-- BEGIN --

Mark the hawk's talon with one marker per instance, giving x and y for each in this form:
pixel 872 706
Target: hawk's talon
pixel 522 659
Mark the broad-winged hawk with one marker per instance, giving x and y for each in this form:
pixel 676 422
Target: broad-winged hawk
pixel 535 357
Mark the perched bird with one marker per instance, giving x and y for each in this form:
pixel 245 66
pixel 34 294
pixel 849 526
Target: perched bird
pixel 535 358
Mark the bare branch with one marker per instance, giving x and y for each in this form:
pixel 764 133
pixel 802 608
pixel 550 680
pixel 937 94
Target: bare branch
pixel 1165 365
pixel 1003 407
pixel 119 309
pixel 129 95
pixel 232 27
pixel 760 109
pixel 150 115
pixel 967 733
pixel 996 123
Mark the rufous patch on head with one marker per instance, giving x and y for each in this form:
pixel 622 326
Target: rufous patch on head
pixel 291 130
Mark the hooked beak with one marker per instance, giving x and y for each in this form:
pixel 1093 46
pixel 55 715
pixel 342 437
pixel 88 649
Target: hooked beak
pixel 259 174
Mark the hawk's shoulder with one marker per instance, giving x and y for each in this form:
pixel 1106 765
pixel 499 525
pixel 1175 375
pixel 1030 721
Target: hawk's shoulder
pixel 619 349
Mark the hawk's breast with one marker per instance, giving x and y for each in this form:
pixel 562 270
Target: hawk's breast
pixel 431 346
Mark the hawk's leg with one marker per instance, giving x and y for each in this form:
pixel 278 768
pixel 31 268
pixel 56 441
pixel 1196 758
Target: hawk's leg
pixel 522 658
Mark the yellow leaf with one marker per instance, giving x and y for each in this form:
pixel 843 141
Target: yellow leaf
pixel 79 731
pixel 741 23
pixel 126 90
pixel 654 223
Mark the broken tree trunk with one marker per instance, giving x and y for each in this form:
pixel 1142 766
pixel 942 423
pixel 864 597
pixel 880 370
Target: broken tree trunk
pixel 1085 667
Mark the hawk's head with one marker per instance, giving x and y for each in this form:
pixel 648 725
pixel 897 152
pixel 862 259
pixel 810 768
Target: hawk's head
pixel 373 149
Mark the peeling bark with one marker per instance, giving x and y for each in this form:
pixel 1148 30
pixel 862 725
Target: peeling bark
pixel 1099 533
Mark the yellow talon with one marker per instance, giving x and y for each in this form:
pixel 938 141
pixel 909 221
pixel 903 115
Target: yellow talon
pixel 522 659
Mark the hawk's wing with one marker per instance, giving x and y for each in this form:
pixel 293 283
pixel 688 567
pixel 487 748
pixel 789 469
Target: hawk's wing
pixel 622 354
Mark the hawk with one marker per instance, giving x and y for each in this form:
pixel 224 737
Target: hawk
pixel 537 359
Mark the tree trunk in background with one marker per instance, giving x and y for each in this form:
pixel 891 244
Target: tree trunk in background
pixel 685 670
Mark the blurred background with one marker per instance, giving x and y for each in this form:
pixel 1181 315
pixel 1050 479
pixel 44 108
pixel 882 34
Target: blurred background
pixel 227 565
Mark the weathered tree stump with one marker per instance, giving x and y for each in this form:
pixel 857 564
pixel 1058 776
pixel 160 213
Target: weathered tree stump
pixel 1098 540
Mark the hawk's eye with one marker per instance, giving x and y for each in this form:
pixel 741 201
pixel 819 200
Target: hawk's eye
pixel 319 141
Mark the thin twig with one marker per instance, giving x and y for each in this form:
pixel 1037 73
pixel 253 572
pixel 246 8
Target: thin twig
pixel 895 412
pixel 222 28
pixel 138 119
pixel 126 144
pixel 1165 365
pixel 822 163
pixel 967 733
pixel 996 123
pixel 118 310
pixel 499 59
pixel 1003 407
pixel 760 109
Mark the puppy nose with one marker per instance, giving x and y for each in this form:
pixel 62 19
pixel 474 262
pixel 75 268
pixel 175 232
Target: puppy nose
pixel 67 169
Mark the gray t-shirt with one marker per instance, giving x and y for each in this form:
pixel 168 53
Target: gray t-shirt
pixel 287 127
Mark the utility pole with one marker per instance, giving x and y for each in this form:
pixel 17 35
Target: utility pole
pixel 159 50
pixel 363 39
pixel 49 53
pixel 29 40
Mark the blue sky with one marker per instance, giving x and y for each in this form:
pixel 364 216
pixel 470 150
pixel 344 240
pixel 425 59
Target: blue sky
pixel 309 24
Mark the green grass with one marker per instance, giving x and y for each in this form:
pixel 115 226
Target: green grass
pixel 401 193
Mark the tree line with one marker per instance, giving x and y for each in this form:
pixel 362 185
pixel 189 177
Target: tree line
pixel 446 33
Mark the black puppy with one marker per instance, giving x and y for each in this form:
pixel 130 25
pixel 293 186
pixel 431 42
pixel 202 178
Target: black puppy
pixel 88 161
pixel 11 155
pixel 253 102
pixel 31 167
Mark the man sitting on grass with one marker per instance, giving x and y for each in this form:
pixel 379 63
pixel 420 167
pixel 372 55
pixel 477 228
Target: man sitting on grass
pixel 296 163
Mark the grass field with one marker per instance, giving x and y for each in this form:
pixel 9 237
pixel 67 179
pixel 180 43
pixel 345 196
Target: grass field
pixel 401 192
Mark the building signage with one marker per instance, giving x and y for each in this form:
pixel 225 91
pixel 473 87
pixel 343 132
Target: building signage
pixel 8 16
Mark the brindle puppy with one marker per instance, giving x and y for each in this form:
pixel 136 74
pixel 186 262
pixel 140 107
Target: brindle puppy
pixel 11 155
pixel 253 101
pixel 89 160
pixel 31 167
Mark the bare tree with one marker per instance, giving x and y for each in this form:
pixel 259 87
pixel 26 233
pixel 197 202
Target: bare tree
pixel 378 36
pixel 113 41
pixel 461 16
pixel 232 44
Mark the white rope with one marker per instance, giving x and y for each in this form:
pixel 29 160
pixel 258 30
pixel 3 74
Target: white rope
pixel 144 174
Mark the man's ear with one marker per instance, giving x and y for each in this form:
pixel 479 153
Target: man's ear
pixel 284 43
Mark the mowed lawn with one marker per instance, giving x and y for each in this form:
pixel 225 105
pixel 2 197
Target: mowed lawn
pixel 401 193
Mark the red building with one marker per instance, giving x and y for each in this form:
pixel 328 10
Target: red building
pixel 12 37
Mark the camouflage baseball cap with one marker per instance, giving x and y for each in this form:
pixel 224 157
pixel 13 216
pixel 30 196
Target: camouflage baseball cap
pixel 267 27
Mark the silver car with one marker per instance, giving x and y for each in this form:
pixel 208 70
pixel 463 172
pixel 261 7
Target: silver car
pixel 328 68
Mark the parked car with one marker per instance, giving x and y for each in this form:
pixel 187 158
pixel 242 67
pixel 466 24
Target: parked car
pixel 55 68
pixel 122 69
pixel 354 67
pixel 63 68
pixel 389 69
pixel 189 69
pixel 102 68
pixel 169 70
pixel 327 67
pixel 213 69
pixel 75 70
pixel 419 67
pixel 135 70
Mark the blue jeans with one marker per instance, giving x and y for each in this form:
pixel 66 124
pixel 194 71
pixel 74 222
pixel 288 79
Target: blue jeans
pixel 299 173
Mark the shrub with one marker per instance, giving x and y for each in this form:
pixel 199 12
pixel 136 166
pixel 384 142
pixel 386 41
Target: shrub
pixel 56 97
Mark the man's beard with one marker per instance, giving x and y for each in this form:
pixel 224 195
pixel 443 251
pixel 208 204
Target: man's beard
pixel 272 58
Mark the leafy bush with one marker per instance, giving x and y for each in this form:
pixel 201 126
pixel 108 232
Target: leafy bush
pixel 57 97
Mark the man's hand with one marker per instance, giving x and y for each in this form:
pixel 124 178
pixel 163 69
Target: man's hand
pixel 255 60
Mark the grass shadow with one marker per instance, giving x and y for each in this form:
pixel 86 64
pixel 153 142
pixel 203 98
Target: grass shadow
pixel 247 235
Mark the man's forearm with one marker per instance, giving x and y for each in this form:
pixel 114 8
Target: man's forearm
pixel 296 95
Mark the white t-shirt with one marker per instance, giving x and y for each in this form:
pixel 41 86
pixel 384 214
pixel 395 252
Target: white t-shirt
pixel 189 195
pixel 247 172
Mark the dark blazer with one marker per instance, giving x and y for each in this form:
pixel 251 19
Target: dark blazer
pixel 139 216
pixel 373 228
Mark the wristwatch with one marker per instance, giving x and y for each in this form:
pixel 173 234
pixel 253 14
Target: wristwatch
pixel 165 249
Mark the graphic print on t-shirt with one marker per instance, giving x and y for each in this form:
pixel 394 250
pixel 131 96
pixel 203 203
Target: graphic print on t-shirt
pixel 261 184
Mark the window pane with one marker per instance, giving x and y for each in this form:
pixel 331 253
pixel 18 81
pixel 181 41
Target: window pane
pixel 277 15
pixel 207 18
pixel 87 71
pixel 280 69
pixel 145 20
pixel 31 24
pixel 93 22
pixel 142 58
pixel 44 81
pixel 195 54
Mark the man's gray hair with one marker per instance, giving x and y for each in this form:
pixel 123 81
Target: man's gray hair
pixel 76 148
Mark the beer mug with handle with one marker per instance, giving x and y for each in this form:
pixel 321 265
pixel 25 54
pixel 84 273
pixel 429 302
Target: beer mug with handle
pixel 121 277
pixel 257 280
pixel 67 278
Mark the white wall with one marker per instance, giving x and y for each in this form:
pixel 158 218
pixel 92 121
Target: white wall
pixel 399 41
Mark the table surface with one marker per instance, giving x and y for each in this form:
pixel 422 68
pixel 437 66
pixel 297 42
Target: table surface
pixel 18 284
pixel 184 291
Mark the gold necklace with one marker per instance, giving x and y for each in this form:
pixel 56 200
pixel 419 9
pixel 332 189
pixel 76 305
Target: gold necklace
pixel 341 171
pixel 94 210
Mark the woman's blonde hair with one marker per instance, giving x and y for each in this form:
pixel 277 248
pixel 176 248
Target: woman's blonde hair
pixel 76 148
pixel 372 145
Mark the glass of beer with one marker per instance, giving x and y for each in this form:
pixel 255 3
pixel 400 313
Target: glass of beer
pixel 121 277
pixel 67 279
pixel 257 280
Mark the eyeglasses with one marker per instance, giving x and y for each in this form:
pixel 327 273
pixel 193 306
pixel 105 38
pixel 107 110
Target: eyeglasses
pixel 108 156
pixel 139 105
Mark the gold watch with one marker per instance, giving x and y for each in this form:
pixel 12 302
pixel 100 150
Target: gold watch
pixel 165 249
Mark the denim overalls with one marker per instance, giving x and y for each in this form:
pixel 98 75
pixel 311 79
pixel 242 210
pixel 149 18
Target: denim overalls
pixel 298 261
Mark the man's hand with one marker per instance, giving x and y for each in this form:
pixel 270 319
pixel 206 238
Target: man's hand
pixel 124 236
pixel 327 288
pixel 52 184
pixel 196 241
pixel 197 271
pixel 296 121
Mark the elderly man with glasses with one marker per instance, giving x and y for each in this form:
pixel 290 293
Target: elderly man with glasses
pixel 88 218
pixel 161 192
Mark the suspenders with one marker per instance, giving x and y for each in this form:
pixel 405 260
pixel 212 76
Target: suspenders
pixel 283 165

-- END --

(Given task)
Reproduce, with no changes, the part of the listing above that opens with the line containing "Mark the hawk's eye" and closes with the line containing "pixel 401 192". Include both of those lines.

(Result)
Mark the hawk's eye with one marker per instance, giving x and y for each in this form:
pixel 741 201
pixel 819 200
Target: hawk's eye
pixel 319 141
Mark the thin twig with one marker per instance, giving x and y for each in this form:
pixel 1037 73
pixel 253 572
pixel 246 8
Target: thin twig
pixel 895 412
pixel 222 28
pixel 138 119
pixel 126 144
pixel 1165 365
pixel 822 163
pixel 967 733
pixel 996 123
pixel 118 310
pixel 499 59
pixel 1003 407
pixel 760 109
Mark the puppy nose with one marker per instance, giving x and y for each in this form:
pixel 62 19
pixel 474 262
pixel 75 268
pixel 175 232
Target: puppy nose
pixel 67 169
Mark the gray t-shirt with one marker per instance, giving x and y for each in this form:
pixel 168 53
Target: gray t-shirt
pixel 287 127
Mark the utility pole with one marker per instance, giving x and y for each in this form:
pixel 17 35
Target: utility pole
pixel 159 50
pixel 363 39
pixel 49 53
pixel 29 40
Mark the blue sky with one marker per instance, giving x and y for each in this form:
pixel 364 216
pixel 470 150
pixel 344 240
pixel 425 59
Target: blue sky
pixel 309 24
Mark the green grass with one marker per instance, giving x and y for each in this form:
pixel 115 226
Target: green grass
pixel 401 193
Mark the tree line with one marker per instance, giving x and y for each in this form:
pixel 362 185
pixel 189 177
Target: tree line
pixel 446 33
Mark the black puppy with one marker per instance, giving x and y for each in this form:
pixel 130 25
pixel 293 186
pixel 431 42
pixel 202 178
Target: black puppy
pixel 88 161
pixel 11 155
pixel 253 102
pixel 31 167
Mark the man sitting on grass with one marker per instance, giving x and y for each in this form:
pixel 379 63
pixel 420 167
pixel 372 55
pixel 477 228
Target: man sitting on grass
pixel 296 163
Mark the grass field with one marker per instance, giving x and y for each in this form:
pixel 9 237
pixel 67 179
pixel 180 43
pixel 345 196
Target: grass field
pixel 401 192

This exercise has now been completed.